CONSIGNES:
• A. Répondez aux questions suivantes à partir du texte sur le Bangladesh.
(i) Quels phénomènes météorologiques extrêmes le texte cite-t-il comme de plus en plus fréquents et intenses ?
(ii) Par quel biais les connaissances autochtones et locales sont-elles généralement transmises ?
(iii) Dans quels domaines les pratiques autochtones de gestion de l'eau agricole jouent-elles un rôle crucial ?
• B. Recopiez mot pour mot le passage du texte sur le Bangladesh qui commence à « Les connaissances autochtones et » et se termine à « de ses effets. ».
• C. Poursuivez la rédaction du texte sur le Bangladesh à partir de sa dernière phrase.

==== EXTRAIT PRÉSENTÉ ====

Environnement, énergie et nature

Solutions fondées sur la nature et les savoirs autochtones : le cas du Bengladesh

7 min

by

Muhammad Abdur Rahaman

Alors que le climat mondial continue de changer et que les phénomènes météorologiques extrêmes se multiplient, les décideurs politiques du monde entier se doivent absolument de mettre tout en œuvre pour atténuer les nouveaux risques et s’y adapter, en particulier dans le domaine de l’agriculture. C’est particulièrement vrai au Bangladesh, où un riche réservoir de solutions fondées sur la nature et les savoirs autochtones offre divers outils et méthodes pour gérer les ressources naturelles face à l’incertitude climatique.

Au Bangladesh, le changement climatique constitue une menace majeure. Les phénomènes météorologiques extrêmes tels que les sécheresses, les cyclones et les inondations sont de plus en plus fréquents et intenses. Ces phénomènes affectent la vie et les moyens de subsistance des populations ; ils ont des répercussions sur l’agriculture, les systèmes de santé, les systèmes d’approvisionnement en eau et d’assainissement, et même la sécurité. Bien que cette situation affecte le monde entier, ces risques sont particulièrement marqués au Bangladesh

Pourtant, le Bangladesh est également riche en solutions fondées sur la nature et en savoirs autochtones. La culture bangladaise est imprégnée de méthodes et de pratiques qui permettent de prévoir et de s’attaquer aux phénomènes météorologiques extrêmes et à d’autres catastrophes, qui sont le résultat de siècles d’interaction humaine avec l’environnement et le climat locaux. 

Les termes « solutions fondées sur la nature » et « connaissances autochtones et locales » font référence à la sagesse, aux techniques, aux approches, aux compétences, aux pratiques, aux philosophies et au caractère unique des connaissances au sein d’une culture donnée. Ces idées et comportements sont développés par les communautés locales depuis de nombreuses années et reposent sur une compréhension intime de contextes uniques. 

Les connaissances autochtones et locales, en particulier, sont généralement transmises par le biais de traditions orales et pratiques. En matière d’adaptation au changement climatique et d’atténuation de ses effets, où la résilience est nécessaire dans de multiples secteurs, les populations de différentes régions géographiques possèdent des connaissances différentes et mettent donc en pratique des compétences différentes. Par conséquent, à travers différentes zones climatiques sensibles, les communautés disposent d’un large éventail de méthodes et de techniques d’adaptation au changement climatique et d’atténuation de ses effets.

Solutions fondées sur la nature et les connaissances autochtones pour la résilience de l’eau agricole

Le Bangladesh emploie depuis longtemps des méthodes et des outils autochtones pour la gestion de l’eau agricole. Ces pratiques jouent un rôle crucial dans l’irrigation, la lutte contre les inondations, la résilience face à la sécheresse et la gestion de la salinité, offrant des moyens durables et peu coûteux qui favorisent l’adaptation au changement climatique.

==== DONNÉES ENREGISTRÉES ====

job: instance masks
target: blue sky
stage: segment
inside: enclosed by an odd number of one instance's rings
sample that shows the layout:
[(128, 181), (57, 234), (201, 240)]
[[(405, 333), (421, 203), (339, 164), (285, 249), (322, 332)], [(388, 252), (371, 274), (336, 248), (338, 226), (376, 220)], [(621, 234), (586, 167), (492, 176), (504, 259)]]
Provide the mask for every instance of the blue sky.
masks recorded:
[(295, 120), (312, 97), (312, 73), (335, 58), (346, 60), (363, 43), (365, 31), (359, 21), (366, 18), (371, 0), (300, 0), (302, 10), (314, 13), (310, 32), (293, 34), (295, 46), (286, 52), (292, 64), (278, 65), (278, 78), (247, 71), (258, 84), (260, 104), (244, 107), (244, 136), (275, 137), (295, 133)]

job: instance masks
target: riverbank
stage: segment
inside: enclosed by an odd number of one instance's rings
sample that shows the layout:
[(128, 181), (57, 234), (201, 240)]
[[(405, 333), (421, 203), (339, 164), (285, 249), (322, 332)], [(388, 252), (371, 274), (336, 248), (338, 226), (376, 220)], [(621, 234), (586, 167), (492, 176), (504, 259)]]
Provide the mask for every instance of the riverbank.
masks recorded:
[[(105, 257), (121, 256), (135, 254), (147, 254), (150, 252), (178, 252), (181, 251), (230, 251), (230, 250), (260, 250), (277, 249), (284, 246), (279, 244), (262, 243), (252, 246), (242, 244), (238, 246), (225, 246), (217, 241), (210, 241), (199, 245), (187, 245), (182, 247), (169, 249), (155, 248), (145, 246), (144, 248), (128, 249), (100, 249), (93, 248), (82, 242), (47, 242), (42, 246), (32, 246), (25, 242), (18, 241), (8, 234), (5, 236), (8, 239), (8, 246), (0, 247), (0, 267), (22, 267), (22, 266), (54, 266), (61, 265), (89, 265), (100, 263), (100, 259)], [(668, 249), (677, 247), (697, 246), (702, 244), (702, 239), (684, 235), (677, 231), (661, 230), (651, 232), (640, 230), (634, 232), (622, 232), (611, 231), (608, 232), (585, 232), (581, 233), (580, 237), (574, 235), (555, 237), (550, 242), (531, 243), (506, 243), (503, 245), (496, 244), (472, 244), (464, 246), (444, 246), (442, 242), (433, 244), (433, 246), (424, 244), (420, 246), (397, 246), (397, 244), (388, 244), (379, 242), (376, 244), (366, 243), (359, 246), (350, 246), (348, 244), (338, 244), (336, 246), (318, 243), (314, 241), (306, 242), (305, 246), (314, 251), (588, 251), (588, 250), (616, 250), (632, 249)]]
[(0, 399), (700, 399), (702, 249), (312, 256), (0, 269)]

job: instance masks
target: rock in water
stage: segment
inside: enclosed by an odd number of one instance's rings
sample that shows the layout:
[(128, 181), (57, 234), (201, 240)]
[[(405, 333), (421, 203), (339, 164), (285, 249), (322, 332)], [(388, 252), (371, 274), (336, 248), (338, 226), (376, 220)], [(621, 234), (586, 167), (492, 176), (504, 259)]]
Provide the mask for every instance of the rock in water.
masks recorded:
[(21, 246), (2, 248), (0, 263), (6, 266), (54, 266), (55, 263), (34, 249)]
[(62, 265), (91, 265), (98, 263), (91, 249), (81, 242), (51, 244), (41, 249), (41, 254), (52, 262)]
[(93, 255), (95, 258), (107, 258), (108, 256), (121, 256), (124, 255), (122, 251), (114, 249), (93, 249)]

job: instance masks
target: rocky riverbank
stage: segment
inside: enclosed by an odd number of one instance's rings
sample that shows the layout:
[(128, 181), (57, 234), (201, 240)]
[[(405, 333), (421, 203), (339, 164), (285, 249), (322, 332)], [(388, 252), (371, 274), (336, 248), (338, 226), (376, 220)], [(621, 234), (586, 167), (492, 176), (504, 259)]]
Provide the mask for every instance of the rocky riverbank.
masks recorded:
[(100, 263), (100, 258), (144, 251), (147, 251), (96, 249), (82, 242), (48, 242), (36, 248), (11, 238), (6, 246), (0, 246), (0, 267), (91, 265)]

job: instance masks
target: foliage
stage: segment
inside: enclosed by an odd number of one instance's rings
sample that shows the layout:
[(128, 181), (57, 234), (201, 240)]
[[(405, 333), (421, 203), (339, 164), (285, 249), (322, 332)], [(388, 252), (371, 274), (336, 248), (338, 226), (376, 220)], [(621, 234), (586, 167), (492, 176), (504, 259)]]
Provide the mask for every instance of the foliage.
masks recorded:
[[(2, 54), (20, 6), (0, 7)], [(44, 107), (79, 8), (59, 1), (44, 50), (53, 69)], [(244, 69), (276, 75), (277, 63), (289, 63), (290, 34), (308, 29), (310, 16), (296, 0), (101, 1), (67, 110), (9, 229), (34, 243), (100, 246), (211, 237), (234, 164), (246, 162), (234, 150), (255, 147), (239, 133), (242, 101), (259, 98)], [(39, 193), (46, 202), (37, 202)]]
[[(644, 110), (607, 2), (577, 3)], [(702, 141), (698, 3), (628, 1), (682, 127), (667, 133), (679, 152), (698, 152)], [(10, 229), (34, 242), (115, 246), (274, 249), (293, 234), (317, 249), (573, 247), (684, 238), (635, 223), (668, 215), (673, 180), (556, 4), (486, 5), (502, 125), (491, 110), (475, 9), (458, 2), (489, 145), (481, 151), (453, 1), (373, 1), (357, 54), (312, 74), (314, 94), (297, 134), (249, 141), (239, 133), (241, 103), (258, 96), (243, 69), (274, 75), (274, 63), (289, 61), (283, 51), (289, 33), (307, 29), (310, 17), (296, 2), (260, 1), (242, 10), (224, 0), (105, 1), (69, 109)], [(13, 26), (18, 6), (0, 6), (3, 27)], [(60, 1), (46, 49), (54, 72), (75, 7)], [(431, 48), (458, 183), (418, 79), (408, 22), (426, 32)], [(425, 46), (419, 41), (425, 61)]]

====

RÉSULTATS DE L'EXERCICE:
• A.
(i) Les sécheresses, les cyclones et les inondations.
(ii) Par le biais de traditions orales et pratiques.
(iii) L'irrigation, la lutte contre les inondations, la résilience face à la sécheresse et la gestion de la salinité.

• B.
Les connaissances autochtones et locales, en particulier, sont généralement transmises par le biais de traditions orales et pratiques. En matière d’adaptation au changement climatique et d’atténuation de ses effets, où la résilience est nécessaire dans de multiples secteurs, les populations de différentes régions géographiques possèdent des connaissances différentes et mettent donc en pratique des compétences différentes. Par conséquent, à travers différentes zones climatiques sensibles, les communautés disposent d’un large éventail de méthodes et de techniques d’adaptation au changement climatique et d’atténuation de ses effets.

• C.
Gestion des inondations et de la sécheresse

Deux systèmes traditionnels largement empruntés sont le Jolpotti (également appelé Koloshi) et le Kuni. Le système Jolpotti achemine l’eau vers les cultures à l’aide de pots en terre cuite et de rubans de jute. Il s’agit d’une méthode efficace et résistante au climat, particulièrement adaptée aux cultures telles que les légumes potagers, les pastèques et les concombres. Quant au terme Kuni, il désigne de petits plans d’eau créés dans les rizières. Ces réservoirs stockent l’eau pour l’irrigation pendant les périodes sèches et abritent également des poissons, des canards et même du bétail, permettant ainsi un système agricole diversifié et durable.

Dans les régions sujettes à la sécheresse comme la zone de Barind, les agriculteurs font recours au Kunala (également connu sous le nom de Kulala ou Kulayla) pour conserver l’eau d’irrigation et protéger ainsi les cultures contre les nuisibles tels que les rats. Le paillage est une autre pratique courante qui consiste à recouvrir le sol de résidus de cultures ou de paille afin de réduire l’évaporation, de réguler la température du sol et de conserver l’humidité, ce qui est particulièrement efficace pour les pommes de terre et d’autres cultures sensibles à la chaleur. Les agriculteurs ont également recours à des puits pour puiser dans les nappes phréatiques lorsque les sources d’eau de surface s’assèchent.

Gestion de la salinité et des marées

Dans les zones touchées par la salinité, les agriculteurs appliquent des pratiques traditionnelles pour protéger les cultures et renforcer la résilience. Le kol consiste à créer des couloirs de boue en couches pour bloquer l’intrusion d’eau salée, tandis que le Chemot associe du bambou et de l’étain pour fabriquer des outils résistants à la rouille. Le Konkona consiste à creuser des fosses profondes pour recueillir l’eau de pluie afin de l’utiliser pour l’irrigation pendant les périodes de sécheresse, et le Kaite Bera sert de barrière contre les marées et les dommages causés par le bétail. Les systèmes Kuni intégrés combinent la culture du riz avec l’élevage de poissons, de canards et la culture de légumes, favorisant ainsi un écosystème agricole durable et diversifié.

Intégrer les pratiques indigènes dans l’agriculture moderne et la gestion des terres

Ces pratiques sont plus que des stratégies de survie ; ce sont des systèmes adaptatifs qui allient conservation de l’eau et sécurité alimentaire. En prévoyant les conditions météorologiques, en régulant l’humidité du sol et en prévenant les dommages causés aux cultures par la salinité, les méthodes indigènes renforcent la résilience des communautés face à la variabilité climatique.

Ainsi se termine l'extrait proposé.